Data in this exercise -
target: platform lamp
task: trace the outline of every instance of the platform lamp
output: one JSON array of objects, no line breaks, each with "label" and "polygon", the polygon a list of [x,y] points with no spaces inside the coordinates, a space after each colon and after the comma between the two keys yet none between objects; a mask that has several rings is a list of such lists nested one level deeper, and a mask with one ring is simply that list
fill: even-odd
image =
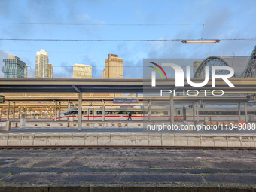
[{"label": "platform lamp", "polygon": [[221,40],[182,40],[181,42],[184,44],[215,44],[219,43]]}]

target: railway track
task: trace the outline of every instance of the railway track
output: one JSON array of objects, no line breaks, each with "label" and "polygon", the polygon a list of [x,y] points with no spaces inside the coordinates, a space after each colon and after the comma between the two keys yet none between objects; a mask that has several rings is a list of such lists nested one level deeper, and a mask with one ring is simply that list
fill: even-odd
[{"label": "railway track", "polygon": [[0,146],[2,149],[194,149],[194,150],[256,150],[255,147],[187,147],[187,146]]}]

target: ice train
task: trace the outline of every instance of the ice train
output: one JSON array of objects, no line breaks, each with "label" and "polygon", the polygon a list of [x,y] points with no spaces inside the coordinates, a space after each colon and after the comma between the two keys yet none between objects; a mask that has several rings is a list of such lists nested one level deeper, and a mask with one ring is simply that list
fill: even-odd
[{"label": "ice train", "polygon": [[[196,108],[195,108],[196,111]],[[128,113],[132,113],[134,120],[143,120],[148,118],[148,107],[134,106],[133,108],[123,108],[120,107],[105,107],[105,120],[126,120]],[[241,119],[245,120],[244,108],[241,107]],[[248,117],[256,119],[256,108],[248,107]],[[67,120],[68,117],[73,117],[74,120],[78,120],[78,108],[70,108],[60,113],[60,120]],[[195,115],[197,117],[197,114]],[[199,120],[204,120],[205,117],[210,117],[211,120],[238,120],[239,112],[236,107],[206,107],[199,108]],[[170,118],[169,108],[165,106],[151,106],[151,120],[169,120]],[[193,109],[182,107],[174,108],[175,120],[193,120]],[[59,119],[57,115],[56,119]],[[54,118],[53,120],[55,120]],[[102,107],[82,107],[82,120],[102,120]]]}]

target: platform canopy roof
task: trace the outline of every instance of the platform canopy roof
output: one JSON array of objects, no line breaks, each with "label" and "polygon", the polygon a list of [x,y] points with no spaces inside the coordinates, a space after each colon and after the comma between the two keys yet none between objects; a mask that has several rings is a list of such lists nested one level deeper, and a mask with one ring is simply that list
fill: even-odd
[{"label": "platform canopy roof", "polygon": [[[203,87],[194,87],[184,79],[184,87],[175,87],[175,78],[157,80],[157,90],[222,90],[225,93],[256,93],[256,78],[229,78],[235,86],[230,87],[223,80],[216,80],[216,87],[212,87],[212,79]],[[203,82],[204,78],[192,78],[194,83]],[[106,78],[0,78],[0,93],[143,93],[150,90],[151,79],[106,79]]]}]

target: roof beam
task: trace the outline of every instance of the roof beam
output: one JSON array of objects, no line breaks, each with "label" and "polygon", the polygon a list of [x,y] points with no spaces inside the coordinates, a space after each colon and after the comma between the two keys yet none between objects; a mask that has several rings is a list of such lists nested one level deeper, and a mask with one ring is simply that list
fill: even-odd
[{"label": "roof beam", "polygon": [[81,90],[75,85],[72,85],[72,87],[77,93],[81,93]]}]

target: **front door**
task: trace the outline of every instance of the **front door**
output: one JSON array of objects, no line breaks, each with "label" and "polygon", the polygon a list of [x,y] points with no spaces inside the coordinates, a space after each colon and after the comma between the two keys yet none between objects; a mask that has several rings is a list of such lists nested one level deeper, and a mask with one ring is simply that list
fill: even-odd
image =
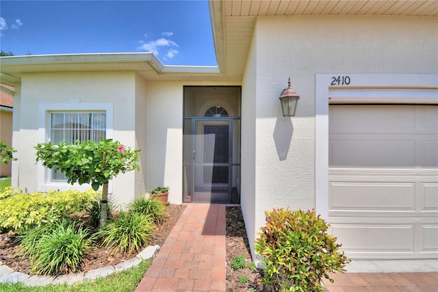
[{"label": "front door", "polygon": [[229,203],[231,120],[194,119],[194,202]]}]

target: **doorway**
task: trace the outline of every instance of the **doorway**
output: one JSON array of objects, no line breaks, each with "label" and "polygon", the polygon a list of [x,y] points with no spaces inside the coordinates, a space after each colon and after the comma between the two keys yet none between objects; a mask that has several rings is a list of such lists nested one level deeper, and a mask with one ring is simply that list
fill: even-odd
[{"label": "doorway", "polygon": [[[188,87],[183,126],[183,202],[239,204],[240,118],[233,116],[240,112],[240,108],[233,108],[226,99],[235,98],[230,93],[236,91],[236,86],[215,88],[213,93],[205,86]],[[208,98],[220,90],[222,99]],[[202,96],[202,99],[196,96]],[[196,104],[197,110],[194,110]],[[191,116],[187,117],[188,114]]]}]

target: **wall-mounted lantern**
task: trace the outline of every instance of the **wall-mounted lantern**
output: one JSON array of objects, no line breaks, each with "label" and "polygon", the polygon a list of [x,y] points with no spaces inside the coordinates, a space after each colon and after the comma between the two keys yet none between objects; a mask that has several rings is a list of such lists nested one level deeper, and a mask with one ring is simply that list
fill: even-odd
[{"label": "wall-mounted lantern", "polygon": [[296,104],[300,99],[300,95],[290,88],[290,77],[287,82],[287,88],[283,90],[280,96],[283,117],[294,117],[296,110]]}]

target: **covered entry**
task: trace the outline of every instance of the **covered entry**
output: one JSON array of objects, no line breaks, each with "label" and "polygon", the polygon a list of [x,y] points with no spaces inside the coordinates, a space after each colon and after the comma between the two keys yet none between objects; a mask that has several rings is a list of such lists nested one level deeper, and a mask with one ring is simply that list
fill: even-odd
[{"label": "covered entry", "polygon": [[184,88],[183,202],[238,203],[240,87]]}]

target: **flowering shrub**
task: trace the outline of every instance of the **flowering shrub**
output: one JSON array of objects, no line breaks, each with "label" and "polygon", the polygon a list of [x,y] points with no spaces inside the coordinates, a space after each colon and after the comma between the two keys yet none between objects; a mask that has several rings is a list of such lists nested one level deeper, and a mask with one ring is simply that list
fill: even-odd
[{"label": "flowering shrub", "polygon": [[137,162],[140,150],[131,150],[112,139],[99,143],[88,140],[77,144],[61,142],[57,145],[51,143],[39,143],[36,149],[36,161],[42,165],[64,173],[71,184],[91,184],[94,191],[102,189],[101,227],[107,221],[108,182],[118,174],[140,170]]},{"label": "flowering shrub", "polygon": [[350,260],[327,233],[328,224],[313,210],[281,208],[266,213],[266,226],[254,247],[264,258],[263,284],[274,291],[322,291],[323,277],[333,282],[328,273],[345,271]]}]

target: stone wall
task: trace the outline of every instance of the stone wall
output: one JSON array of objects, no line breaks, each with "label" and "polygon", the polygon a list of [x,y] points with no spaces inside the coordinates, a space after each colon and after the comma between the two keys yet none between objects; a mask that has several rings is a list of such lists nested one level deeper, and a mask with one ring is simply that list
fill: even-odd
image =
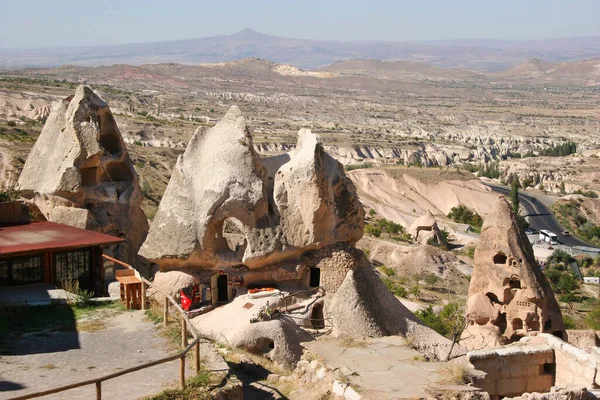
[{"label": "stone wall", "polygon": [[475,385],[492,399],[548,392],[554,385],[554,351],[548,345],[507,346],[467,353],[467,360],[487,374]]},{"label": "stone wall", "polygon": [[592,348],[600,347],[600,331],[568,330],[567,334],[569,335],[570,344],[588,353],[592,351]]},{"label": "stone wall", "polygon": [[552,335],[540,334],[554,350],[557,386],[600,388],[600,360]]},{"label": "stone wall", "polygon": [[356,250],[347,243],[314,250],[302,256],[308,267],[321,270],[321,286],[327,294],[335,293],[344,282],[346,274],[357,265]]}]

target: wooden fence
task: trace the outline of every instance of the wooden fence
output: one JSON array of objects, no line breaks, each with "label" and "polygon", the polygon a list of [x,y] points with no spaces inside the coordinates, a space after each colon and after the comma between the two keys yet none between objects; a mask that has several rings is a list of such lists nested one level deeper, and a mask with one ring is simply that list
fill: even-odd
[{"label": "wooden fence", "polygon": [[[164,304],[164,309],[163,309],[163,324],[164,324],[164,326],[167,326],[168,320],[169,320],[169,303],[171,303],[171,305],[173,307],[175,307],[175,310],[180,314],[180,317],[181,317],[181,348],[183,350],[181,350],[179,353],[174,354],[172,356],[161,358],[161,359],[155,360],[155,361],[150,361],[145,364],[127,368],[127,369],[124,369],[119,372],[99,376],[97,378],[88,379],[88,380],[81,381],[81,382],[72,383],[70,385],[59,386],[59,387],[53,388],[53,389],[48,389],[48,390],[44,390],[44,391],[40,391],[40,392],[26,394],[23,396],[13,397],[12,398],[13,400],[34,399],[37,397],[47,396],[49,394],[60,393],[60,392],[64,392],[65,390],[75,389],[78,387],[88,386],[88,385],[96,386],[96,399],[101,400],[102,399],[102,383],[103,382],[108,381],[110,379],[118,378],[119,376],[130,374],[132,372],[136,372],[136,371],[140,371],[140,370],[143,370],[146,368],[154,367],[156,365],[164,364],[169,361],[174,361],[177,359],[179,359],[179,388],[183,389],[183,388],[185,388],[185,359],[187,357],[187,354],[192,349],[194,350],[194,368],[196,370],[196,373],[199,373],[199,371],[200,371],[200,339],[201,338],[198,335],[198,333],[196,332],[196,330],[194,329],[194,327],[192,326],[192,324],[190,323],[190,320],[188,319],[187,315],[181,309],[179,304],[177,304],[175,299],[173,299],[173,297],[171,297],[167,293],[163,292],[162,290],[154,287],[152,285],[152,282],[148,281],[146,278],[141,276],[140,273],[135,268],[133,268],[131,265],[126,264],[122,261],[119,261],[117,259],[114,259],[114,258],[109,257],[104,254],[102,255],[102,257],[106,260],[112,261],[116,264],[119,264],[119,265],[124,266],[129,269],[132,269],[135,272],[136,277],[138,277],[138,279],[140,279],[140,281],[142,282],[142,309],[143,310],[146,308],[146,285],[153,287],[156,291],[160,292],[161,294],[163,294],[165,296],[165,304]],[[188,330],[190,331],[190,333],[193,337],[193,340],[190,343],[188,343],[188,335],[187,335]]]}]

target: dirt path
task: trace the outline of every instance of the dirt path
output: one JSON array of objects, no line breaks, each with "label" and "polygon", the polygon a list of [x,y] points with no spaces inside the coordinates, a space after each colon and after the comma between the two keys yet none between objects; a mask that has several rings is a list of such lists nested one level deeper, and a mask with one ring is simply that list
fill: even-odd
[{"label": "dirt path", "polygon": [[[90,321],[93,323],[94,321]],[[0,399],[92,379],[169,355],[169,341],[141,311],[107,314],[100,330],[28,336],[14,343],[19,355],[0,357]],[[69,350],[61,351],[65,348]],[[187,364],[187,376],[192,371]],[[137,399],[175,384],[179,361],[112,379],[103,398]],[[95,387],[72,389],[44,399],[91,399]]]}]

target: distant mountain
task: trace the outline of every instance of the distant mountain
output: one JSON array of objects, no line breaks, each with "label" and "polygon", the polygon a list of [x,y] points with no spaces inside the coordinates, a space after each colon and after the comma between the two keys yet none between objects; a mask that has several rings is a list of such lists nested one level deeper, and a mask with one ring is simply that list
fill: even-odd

Directive - Please update the records from the line that has "target: **covered entry**" through the line that has "task: trace the outline of every instance of the **covered", swapping "covered entry" for "roofed entrance" and changing nothing else. Return only those lines.

Task solution -
target: **roofed entrance**
task: trace the outline of every instance of the **roofed entrance**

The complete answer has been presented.